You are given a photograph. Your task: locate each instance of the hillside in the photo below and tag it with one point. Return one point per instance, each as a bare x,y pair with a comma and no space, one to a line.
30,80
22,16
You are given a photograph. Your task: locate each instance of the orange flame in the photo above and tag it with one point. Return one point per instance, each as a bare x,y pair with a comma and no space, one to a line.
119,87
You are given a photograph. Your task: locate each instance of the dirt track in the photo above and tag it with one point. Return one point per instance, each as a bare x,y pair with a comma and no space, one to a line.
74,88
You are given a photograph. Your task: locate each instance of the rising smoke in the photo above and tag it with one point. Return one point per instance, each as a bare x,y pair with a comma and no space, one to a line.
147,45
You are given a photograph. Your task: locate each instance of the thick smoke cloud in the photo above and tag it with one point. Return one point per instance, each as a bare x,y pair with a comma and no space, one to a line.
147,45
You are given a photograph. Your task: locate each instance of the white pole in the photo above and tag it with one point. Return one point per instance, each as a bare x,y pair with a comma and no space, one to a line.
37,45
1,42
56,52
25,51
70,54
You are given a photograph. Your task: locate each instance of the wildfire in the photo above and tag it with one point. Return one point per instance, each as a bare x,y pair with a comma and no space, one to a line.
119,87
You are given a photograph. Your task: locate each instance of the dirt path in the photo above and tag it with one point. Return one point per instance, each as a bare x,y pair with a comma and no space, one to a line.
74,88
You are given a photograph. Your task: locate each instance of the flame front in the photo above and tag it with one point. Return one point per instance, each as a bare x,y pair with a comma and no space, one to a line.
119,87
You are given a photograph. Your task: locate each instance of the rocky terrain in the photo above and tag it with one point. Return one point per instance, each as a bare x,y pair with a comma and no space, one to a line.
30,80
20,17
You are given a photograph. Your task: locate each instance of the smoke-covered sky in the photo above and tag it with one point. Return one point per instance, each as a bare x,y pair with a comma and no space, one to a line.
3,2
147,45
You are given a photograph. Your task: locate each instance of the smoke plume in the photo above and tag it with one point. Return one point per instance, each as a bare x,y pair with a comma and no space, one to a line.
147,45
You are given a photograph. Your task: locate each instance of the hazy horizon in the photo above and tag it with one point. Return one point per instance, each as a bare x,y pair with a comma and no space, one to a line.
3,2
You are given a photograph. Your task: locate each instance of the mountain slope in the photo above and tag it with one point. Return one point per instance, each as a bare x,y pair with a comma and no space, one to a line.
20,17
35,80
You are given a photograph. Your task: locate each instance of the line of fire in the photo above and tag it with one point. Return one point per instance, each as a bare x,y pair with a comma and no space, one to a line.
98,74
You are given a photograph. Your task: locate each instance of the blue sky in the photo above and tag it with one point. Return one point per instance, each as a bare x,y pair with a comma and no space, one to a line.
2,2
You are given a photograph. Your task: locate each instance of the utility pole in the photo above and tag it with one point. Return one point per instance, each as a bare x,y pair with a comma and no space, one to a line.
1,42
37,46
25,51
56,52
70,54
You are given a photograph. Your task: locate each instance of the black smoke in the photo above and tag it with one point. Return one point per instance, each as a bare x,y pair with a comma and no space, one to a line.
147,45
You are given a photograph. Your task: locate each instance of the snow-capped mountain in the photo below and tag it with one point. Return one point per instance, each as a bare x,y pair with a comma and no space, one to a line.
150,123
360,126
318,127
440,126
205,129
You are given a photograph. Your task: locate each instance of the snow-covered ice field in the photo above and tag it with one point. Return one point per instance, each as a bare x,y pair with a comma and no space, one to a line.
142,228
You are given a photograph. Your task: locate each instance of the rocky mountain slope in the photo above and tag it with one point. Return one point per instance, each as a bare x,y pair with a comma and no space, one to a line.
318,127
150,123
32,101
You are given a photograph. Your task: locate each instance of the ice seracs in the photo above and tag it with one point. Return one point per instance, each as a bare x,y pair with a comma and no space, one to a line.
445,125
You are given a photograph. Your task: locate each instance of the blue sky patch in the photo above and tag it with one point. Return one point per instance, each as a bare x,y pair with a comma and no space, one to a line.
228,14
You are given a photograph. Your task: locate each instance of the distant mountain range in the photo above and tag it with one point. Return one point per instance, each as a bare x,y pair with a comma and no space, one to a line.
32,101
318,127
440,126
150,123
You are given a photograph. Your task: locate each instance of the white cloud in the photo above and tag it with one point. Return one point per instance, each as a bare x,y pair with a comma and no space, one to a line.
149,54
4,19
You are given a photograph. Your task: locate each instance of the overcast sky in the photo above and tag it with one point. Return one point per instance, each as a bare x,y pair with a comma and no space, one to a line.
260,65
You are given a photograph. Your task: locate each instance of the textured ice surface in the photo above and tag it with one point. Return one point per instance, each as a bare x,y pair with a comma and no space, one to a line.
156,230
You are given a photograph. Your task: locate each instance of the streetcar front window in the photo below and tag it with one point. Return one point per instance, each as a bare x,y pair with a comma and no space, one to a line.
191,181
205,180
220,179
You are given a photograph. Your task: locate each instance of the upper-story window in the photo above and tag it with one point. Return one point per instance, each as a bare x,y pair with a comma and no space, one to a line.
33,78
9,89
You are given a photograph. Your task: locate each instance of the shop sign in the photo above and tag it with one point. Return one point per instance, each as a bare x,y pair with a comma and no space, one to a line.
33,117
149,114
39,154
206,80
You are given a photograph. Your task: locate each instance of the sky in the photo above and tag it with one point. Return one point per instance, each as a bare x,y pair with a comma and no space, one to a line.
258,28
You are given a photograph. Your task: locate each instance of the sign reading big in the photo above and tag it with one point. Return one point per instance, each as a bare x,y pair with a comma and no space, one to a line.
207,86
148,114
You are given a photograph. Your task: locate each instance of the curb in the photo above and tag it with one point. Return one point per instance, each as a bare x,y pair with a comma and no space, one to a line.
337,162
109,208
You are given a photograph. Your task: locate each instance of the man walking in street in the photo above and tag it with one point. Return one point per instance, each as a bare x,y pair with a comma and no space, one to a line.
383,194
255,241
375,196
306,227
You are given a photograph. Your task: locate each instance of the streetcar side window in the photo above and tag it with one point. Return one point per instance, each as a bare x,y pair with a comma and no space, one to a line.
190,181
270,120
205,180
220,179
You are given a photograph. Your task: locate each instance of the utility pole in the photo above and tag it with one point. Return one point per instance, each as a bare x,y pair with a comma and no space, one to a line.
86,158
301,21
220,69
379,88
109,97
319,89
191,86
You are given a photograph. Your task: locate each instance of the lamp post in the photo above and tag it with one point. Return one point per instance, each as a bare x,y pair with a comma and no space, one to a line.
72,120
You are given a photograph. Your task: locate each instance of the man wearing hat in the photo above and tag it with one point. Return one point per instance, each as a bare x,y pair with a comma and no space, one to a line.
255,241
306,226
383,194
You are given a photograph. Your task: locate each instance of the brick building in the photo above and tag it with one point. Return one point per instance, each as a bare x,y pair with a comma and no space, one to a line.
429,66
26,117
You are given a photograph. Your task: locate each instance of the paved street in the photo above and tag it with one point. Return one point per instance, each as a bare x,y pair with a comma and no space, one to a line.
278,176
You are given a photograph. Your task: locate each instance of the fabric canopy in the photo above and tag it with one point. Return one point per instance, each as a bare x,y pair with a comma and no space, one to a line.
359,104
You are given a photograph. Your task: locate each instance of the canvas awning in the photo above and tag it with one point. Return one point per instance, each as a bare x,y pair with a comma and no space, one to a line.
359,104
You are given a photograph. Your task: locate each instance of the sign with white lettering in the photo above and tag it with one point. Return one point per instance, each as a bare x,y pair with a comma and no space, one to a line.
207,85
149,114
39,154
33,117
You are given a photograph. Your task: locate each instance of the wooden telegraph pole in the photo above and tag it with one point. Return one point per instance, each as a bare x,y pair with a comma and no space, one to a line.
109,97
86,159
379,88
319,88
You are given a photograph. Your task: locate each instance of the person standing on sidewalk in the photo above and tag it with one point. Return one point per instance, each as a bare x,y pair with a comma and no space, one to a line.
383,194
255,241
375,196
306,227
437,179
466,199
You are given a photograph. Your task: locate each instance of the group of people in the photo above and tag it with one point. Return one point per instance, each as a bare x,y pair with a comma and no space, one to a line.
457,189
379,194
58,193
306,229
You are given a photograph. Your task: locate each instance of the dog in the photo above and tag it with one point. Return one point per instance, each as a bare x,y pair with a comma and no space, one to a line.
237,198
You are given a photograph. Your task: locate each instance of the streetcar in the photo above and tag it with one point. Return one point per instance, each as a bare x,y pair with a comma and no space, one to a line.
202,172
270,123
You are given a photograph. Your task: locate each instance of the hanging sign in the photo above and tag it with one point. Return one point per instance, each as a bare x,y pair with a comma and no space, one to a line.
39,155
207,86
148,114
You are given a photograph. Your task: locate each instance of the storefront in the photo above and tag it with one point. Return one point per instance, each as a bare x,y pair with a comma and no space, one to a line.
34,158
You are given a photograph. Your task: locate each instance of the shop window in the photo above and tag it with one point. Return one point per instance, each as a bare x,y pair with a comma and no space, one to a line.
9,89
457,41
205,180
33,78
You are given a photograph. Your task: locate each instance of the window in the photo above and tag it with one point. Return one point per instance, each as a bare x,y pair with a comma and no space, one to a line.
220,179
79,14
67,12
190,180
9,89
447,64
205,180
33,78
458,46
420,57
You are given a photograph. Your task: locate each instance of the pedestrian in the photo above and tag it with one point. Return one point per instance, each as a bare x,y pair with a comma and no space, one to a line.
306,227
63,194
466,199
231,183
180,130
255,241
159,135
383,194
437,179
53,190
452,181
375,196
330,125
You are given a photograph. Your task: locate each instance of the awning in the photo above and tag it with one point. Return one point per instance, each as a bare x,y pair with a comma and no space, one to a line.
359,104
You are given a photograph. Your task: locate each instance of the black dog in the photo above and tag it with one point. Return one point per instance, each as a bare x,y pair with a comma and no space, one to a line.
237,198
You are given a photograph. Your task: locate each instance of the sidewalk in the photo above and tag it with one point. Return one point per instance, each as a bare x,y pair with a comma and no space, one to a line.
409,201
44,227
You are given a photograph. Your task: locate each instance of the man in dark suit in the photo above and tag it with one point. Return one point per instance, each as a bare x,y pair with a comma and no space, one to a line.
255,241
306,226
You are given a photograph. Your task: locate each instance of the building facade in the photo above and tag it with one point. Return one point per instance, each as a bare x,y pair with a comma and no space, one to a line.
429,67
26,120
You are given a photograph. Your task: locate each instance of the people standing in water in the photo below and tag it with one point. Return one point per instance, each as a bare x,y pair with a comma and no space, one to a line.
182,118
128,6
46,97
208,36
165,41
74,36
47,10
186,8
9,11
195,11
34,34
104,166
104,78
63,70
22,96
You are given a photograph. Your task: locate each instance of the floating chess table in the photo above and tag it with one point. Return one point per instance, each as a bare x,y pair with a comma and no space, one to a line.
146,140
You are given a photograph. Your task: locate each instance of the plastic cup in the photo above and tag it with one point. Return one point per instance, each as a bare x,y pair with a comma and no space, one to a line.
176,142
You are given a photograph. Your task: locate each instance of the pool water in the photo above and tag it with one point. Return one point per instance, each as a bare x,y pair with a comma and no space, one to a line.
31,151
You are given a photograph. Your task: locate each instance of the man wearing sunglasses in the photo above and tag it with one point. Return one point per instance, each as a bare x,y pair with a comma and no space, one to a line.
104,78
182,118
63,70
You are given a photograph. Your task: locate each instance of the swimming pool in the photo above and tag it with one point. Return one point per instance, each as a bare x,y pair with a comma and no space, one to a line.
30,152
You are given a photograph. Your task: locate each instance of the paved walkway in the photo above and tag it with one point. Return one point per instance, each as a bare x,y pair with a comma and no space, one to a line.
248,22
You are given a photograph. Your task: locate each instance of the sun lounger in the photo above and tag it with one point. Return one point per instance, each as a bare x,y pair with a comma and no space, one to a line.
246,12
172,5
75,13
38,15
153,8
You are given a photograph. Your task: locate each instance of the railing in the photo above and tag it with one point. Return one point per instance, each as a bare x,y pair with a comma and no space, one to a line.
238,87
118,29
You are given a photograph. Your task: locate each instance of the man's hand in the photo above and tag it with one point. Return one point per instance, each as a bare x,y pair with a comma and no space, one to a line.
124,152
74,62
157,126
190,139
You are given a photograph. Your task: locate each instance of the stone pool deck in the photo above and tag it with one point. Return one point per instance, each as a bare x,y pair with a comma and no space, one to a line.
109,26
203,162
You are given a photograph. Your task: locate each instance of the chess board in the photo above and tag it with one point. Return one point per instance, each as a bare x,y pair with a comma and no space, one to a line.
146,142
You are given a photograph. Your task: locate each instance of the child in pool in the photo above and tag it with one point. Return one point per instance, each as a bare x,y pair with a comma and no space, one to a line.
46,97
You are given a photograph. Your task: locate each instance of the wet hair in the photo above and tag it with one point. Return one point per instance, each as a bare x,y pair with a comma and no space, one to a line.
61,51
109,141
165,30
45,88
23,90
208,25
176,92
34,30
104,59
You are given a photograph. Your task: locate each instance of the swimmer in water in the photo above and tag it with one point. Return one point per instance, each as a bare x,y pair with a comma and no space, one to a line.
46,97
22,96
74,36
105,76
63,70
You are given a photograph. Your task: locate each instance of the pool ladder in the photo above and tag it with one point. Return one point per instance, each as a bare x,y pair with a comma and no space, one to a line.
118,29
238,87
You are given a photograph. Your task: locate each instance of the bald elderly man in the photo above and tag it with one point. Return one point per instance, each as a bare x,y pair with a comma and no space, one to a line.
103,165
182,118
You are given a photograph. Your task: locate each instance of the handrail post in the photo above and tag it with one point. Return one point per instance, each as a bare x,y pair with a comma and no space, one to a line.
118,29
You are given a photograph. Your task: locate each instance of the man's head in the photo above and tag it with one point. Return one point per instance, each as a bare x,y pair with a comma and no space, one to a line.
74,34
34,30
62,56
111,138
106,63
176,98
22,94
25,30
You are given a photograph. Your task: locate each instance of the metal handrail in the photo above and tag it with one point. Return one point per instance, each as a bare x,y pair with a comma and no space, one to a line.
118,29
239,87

==*==

**WHAT YOU WILL DO:**
Your answer must be the line holding "of the swimmer" and every later line of the entries above, written out exactly, and nothing else.

**WRITTEN ANSWER:**
You are given a photograph. Your task: locate each instance of the swimmer in water in the photo above and tag it with one point. Return one point per instance, each as a bare x,y pair with a comma and no space, one to a line.
46,97
22,96
74,36
105,76
63,70
You are given a photograph. Your task: locate each instance of the pool ladder in the photo above and tag it with one point. Return one point per instance, each as a bare x,y pair with a comma and no space, one to a line.
118,29
238,87
You are given a photograph. Your task: locate each instance of the bald elderly man in the photo above and tag it with one point. Return one point per instance, each as a bare x,y pair with a comma and no space, one to a line.
103,165
182,118
You are given a photograph. Your task: locate each instance of the handrail post in the photo above and tag it with one point. Return one point per instance, each as a bare x,y pair with a comma and no space, one to a line.
118,29
You are given a photograph. Your task: locate each instance of the man's head in the photo above and tag it with one point. Return one point per instance, each as a bare x,y pair with a comma and no space, one to a line.
74,34
34,30
62,56
111,138
106,63
176,98
22,94
25,30
You are given a photograph. Your task: locate each instance of the metal handrail in the photo above and tag it with one point. Return one point per instance, each as a bare x,y pair with a comma and no space, one to a line.
118,29
239,87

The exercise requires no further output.